Position identification records:
* START *

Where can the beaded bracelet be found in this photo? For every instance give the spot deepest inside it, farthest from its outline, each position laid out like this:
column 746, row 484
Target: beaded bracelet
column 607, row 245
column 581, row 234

* END *
* START *

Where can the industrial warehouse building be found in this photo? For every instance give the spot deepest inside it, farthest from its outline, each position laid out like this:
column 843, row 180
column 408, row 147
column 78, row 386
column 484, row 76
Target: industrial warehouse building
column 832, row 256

* END *
* START *

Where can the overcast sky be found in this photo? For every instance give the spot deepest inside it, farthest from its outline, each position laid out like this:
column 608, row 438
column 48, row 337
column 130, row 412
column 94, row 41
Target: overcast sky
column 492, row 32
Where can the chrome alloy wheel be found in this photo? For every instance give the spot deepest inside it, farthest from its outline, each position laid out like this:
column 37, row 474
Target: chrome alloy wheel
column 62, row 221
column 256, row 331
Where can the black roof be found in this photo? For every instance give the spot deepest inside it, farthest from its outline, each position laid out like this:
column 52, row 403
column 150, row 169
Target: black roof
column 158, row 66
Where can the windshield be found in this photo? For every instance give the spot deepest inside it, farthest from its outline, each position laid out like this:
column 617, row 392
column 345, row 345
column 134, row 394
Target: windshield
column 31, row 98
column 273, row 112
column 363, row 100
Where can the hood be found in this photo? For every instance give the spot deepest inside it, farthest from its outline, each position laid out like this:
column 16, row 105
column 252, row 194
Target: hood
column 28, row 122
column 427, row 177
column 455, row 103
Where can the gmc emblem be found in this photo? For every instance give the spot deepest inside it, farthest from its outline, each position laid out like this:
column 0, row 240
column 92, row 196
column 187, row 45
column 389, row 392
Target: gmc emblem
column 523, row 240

* END *

→ Task requirements
Rewrite as a Markdown table with the columns Row and Line the lines starting with the one containing "Where can the gmc" and going on through the one containing "column 523, row 240", both included. Number the rows in order and skip any blank lines.

→ Exercise output
| Row | Line |
|---|---|
| 1 | Where can the gmc emblem be found in this photo? For every instance give the spot deepest inside it, farthest from its outline, each position laid out like this: |
| 2 | column 0, row 240 |
| 3 | column 92, row 196 |
| 4 | column 187, row 45 |
| 5 | column 389, row 392 |
| 6 | Target: gmc emblem |
| 7 | column 523, row 240 |